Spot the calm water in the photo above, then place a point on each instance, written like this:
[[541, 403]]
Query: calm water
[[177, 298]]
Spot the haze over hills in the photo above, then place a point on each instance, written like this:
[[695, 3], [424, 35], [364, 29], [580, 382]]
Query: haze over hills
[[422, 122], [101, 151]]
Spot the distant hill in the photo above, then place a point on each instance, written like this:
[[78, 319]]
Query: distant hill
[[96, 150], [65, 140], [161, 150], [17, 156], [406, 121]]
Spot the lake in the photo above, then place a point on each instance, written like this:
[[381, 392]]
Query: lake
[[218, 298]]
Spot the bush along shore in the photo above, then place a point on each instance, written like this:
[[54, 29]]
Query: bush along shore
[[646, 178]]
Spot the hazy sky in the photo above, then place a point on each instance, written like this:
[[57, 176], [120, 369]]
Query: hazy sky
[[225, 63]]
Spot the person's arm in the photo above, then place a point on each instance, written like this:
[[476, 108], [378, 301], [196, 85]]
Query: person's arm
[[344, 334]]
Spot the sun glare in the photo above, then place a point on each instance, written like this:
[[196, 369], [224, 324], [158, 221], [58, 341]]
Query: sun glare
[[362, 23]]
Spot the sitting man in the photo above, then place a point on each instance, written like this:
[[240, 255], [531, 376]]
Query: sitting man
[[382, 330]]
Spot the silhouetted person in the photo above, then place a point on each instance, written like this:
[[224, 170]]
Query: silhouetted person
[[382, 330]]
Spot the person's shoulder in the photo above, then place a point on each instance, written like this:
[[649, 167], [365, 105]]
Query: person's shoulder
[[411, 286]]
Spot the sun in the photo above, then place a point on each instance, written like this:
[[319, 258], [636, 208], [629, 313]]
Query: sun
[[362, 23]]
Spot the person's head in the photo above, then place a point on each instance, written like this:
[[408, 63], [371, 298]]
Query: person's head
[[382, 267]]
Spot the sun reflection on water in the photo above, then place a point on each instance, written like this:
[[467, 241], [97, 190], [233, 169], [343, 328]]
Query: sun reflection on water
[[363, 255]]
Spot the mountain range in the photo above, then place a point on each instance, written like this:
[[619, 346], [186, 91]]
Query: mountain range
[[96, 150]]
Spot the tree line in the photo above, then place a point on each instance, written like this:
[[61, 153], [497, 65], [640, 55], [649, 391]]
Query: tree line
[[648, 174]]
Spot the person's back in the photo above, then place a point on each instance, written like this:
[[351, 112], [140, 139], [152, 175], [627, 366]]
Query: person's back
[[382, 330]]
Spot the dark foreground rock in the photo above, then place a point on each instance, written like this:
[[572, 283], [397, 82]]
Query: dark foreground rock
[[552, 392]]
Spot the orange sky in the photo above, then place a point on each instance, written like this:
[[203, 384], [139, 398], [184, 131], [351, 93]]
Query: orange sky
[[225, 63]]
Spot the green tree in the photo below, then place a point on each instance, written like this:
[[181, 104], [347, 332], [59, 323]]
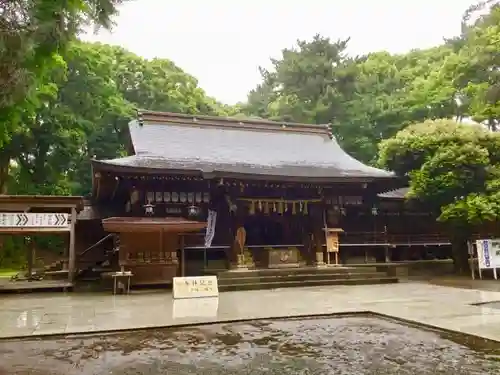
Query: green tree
[[453, 170], [366, 99], [473, 72], [97, 94], [33, 34]]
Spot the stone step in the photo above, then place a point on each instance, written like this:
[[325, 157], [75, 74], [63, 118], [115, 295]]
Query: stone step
[[321, 282], [301, 277], [291, 271]]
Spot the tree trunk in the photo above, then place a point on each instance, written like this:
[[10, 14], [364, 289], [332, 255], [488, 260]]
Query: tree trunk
[[460, 253], [4, 174]]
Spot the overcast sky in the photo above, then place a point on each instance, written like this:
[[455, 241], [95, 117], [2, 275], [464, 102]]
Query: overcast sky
[[222, 42]]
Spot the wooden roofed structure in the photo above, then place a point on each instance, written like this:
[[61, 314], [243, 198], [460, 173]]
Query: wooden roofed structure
[[28, 215], [255, 174]]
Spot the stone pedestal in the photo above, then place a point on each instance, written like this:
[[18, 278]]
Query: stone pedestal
[[283, 258], [320, 260], [240, 263], [332, 243]]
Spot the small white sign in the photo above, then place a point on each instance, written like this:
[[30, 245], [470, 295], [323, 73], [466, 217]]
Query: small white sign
[[488, 253], [34, 220], [195, 287]]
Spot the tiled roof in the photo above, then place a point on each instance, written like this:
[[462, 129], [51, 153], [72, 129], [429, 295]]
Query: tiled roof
[[220, 146], [395, 194]]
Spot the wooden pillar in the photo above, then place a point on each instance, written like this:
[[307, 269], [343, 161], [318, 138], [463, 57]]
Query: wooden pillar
[[72, 253], [30, 249], [183, 256]]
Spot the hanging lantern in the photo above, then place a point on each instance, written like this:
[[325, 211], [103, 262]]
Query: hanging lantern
[[252, 208], [166, 196], [150, 196], [193, 211], [149, 209], [198, 198]]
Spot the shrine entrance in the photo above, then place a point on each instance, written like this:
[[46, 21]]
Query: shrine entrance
[[151, 248]]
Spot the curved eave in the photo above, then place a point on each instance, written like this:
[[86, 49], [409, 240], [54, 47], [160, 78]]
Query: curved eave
[[141, 224], [116, 166]]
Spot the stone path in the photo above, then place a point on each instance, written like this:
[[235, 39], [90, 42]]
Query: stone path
[[439, 306]]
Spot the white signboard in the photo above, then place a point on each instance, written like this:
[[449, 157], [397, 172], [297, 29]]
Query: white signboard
[[488, 253], [33, 220], [195, 287]]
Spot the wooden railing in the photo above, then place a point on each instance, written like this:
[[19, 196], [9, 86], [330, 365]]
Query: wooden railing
[[392, 239]]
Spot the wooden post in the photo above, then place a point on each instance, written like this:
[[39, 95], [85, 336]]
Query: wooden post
[[183, 257], [72, 254], [29, 243]]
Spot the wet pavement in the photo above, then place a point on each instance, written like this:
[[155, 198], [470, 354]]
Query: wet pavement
[[442, 307], [343, 346]]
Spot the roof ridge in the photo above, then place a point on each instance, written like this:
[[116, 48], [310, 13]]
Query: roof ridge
[[230, 122]]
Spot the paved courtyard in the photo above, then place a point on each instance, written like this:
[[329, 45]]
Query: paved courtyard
[[440, 306]]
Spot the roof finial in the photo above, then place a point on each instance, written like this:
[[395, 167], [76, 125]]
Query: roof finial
[[140, 118]]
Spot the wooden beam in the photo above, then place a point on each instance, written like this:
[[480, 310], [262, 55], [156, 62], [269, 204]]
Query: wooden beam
[[72, 253]]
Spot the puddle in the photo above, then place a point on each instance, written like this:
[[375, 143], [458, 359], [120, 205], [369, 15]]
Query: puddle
[[493, 304], [343, 346]]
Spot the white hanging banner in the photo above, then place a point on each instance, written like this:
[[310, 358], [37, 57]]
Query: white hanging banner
[[210, 233], [488, 253]]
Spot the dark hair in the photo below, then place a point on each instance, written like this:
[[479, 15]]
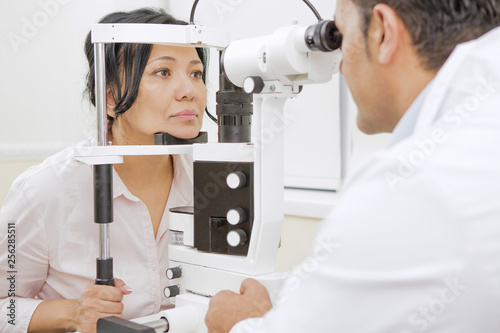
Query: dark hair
[[437, 26], [126, 62]]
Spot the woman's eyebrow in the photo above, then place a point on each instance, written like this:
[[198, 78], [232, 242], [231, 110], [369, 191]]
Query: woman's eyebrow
[[168, 58]]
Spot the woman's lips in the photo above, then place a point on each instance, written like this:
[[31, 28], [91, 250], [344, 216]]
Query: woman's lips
[[186, 114]]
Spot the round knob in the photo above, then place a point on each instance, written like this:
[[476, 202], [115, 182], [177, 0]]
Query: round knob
[[253, 85], [236, 216], [236, 237], [171, 291], [174, 273], [236, 180]]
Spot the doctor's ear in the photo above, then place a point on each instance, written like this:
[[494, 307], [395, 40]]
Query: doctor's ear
[[110, 103], [387, 33]]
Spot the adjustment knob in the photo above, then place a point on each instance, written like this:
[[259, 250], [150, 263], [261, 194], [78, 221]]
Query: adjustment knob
[[174, 273], [236, 180], [171, 291], [253, 85], [236, 216], [236, 238]]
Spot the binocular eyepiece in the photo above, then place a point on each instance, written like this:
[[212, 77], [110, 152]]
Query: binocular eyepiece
[[324, 36]]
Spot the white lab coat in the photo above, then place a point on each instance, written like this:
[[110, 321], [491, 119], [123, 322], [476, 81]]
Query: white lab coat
[[414, 244]]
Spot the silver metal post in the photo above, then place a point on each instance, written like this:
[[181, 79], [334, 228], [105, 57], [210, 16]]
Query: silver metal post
[[104, 252], [100, 92]]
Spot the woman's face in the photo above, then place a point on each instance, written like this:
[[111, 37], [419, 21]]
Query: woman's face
[[172, 97]]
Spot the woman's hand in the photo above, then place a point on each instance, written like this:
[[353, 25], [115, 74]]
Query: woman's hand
[[99, 301], [227, 308]]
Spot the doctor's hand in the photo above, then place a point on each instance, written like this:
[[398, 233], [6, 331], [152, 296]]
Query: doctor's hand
[[99, 301], [227, 308]]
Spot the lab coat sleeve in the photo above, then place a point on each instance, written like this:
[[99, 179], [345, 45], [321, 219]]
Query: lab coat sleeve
[[387, 261], [24, 273]]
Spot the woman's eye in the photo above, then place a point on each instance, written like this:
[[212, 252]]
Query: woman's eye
[[163, 72], [197, 74]]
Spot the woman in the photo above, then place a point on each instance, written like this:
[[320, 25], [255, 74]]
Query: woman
[[150, 89]]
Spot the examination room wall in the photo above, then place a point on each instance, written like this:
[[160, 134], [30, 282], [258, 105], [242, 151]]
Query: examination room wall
[[43, 109]]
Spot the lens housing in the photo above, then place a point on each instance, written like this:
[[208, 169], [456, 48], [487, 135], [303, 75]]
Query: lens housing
[[323, 36]]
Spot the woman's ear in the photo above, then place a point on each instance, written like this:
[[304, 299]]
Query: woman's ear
[[110, 103]]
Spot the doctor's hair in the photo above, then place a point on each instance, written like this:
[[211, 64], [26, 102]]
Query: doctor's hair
[[437, 26], [126, 62]]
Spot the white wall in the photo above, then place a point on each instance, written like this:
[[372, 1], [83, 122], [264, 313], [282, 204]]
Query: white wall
[[44, 71]]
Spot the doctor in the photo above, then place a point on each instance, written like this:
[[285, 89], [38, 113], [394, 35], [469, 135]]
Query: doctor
[[414, 245]]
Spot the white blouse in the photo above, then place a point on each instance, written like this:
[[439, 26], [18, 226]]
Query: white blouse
[[50, 207]]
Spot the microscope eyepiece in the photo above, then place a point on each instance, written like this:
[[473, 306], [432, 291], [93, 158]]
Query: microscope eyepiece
[[323, 36]]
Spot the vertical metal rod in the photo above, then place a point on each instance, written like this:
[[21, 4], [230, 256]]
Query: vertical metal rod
[[104, 252], [100, 92], [103, 174]]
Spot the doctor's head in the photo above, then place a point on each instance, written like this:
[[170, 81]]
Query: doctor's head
[[150, 88], [393, 48]]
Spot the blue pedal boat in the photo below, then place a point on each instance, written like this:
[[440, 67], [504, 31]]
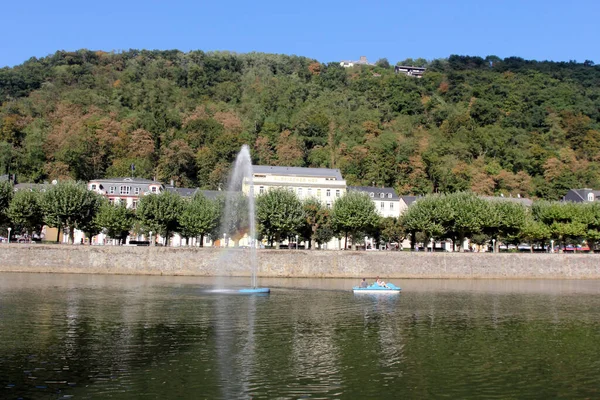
══════════
◆ Problem requirements ◆
What lines in the material above hold the string "below"? List them.

◆ Answer for this exercise ◆
Spot the green tree in the photo below, then place a point on each instance, written like this:
Spot the dark hair in the photo below, then place a point on each instance, written like this:
Spot the blue pedal boat in the photo below, then place a point on each instance, written like this:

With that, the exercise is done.